◆ Task: Provide a character-exact reproduction of the lines from the line with "tree and give integer pixel coordinates." to the end of the entries.

== Segment start ==

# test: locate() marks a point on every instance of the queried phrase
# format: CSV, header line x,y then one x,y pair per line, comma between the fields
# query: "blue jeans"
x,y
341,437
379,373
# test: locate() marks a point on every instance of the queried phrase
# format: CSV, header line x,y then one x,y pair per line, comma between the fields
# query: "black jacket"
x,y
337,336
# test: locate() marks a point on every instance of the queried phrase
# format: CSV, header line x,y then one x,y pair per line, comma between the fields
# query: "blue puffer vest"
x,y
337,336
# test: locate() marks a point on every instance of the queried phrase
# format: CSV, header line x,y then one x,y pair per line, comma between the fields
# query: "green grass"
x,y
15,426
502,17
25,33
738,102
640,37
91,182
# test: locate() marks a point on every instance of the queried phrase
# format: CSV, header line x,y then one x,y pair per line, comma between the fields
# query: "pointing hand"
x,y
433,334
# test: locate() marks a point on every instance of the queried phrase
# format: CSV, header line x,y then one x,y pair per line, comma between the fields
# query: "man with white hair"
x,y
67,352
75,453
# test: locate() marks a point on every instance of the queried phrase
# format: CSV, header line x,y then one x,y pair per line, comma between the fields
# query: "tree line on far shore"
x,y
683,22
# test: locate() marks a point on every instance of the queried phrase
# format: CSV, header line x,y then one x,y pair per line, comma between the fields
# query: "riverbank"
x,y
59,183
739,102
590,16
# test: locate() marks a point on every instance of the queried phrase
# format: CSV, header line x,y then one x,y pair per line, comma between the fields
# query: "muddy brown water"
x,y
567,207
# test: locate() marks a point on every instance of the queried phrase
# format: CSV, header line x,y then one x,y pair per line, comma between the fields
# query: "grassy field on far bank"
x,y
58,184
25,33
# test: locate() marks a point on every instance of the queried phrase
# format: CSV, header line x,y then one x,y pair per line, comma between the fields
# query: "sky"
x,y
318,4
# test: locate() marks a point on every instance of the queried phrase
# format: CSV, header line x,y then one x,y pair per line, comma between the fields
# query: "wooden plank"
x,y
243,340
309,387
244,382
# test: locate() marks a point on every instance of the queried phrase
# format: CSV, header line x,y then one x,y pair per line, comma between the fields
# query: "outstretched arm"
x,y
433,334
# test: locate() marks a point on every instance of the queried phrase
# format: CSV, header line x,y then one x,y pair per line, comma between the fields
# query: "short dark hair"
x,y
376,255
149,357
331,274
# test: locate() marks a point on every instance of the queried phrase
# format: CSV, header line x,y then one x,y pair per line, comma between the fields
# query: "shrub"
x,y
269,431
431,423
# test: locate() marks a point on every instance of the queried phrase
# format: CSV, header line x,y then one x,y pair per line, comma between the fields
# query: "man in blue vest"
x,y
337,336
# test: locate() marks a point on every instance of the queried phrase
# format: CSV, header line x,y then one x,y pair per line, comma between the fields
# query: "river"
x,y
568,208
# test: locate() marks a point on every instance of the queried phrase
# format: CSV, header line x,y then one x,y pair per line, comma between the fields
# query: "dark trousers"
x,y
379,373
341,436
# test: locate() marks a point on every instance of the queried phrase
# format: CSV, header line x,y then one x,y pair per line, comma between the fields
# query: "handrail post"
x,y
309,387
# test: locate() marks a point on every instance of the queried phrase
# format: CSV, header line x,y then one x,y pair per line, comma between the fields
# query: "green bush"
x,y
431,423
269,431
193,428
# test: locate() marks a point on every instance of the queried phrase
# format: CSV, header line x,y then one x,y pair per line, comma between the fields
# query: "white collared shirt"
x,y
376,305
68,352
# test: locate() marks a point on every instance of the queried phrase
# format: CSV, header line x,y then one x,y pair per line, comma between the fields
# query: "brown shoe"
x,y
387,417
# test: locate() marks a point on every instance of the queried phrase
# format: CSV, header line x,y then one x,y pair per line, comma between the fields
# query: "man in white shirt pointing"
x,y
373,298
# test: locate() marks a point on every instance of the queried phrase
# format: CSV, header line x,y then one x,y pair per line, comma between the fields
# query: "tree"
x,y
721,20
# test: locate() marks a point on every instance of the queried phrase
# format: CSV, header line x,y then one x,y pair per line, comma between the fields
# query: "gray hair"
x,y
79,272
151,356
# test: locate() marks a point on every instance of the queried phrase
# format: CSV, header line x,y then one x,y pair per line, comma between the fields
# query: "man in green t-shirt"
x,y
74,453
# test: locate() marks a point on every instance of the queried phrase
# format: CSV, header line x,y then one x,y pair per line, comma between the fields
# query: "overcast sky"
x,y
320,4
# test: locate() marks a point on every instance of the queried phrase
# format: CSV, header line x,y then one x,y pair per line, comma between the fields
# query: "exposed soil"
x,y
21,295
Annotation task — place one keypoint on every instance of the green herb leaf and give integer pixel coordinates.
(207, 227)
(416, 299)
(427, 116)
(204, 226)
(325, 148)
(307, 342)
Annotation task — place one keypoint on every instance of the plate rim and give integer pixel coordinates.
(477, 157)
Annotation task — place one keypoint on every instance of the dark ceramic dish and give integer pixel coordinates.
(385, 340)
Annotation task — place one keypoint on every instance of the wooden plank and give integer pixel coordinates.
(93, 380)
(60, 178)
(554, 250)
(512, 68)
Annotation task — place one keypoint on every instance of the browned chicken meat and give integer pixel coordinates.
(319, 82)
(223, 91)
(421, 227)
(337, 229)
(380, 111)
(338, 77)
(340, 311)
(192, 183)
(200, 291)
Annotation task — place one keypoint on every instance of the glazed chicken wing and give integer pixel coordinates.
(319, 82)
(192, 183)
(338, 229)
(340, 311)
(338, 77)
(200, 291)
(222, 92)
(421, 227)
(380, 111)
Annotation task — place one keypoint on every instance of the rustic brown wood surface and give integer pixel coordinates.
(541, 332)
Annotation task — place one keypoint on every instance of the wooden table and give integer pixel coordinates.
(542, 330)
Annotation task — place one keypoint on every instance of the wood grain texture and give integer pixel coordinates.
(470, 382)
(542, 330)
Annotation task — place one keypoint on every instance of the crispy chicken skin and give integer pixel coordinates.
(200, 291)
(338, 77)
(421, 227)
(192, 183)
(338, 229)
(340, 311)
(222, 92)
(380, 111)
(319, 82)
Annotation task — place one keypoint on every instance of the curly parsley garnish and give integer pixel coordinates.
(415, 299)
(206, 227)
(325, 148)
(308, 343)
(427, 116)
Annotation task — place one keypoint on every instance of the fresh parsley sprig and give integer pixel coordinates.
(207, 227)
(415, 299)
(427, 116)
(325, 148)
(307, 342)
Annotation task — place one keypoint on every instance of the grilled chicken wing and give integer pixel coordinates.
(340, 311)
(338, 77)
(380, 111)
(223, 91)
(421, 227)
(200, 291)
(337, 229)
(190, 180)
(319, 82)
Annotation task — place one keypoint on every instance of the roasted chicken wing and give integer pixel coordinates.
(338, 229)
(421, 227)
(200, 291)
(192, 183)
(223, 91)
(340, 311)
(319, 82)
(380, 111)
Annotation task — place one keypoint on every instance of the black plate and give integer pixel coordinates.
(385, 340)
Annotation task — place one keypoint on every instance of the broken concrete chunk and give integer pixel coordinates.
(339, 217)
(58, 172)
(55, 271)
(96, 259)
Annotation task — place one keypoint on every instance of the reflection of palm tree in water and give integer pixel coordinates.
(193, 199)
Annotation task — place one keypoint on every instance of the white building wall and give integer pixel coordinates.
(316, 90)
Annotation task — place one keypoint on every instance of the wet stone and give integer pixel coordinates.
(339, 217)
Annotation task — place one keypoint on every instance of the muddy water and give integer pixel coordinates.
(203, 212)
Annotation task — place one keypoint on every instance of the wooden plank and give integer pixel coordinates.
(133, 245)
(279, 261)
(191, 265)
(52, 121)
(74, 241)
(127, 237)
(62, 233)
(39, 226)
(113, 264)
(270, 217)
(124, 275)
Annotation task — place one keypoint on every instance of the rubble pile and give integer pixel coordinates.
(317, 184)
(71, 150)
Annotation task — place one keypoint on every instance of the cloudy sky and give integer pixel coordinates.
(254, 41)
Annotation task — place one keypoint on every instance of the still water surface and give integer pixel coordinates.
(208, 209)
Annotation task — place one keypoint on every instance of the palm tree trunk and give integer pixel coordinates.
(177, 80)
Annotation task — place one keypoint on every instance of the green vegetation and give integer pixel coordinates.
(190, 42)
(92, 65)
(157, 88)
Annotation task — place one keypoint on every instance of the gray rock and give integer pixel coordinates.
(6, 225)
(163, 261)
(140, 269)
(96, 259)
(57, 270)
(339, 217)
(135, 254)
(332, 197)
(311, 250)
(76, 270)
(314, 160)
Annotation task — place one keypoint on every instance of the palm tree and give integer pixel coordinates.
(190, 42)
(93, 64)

== Segment end ==

◆ Output of the exercise:
Annotation task — place one keypoint on every instance of the palm tree and give integer pixel coordinates.
(190, 42)
(93, 64)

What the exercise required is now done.